Stored items
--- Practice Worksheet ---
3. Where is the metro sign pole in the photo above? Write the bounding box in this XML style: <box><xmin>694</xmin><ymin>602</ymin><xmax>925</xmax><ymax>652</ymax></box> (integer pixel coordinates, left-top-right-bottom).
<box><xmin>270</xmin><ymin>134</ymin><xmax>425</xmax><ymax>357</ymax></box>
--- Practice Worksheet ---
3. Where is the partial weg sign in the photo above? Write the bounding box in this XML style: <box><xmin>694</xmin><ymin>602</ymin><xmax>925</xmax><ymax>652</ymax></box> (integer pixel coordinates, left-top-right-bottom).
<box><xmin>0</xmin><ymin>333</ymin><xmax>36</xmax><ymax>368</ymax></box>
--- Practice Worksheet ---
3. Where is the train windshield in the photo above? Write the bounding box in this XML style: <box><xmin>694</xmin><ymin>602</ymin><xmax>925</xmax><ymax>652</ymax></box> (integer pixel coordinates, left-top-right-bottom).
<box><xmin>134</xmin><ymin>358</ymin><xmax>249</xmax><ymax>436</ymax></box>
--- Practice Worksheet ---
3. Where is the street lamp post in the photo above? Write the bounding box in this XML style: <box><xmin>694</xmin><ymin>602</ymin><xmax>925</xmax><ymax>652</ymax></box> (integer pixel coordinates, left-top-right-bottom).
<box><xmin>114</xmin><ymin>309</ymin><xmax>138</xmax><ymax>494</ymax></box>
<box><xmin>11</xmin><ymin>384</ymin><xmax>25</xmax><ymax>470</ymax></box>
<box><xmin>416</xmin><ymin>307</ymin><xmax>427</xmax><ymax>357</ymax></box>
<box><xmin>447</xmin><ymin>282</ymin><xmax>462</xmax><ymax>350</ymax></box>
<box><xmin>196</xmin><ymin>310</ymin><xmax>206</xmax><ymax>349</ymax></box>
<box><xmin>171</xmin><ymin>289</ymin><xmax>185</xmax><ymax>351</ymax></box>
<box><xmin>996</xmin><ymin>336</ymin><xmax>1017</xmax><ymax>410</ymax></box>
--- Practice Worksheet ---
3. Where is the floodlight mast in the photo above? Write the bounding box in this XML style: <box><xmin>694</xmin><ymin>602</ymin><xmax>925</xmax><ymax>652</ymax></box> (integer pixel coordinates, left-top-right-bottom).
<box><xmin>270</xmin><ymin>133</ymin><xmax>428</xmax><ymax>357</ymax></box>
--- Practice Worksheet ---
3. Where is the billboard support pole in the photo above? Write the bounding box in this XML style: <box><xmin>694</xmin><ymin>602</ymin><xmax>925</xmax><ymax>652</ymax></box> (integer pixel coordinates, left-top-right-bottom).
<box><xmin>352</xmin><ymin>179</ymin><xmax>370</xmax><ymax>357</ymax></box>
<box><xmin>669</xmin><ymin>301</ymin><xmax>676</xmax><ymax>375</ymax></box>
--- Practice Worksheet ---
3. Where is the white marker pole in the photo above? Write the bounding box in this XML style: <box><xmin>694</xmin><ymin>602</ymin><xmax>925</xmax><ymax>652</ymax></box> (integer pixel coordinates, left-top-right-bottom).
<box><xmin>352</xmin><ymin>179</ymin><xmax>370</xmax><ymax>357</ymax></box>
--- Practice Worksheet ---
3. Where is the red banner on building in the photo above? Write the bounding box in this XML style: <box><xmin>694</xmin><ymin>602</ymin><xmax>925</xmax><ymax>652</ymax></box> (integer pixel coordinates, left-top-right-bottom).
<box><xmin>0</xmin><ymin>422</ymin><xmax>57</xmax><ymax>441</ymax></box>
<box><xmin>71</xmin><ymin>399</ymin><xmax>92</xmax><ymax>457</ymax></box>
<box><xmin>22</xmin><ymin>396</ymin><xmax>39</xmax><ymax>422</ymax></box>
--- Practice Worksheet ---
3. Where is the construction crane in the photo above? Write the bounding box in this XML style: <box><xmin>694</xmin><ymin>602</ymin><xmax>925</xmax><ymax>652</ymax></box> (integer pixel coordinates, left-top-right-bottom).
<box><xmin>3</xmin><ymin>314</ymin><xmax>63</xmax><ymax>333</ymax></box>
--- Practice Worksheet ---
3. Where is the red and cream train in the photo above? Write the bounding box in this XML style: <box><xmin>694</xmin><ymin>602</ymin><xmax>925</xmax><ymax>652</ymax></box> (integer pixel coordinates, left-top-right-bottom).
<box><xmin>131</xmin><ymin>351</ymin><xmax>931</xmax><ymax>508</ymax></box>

> Task details:
Please locate every line in the rows above that contains the word "train", treating uppercase and lowercase as different, and copy each of those lines.

> Reply:
3. Where is the train windshield in the photo above? Write the bounding box in this XML style: <box><xmin>694</xmin><ymin>602</ymin><xmax>925</xmax><ymax>652</ymax></box> (integer pixel coordinates, left-top-right-bottom).
3. Where is the red and cream train in the photo above? Write the bounding box in this XML style: <box><xmin>694</xmin><ymin>602</ymin><xmax>925</xmax><ymax>652</ymax></box> (integer pixel coordinates, left-top-right-bottom).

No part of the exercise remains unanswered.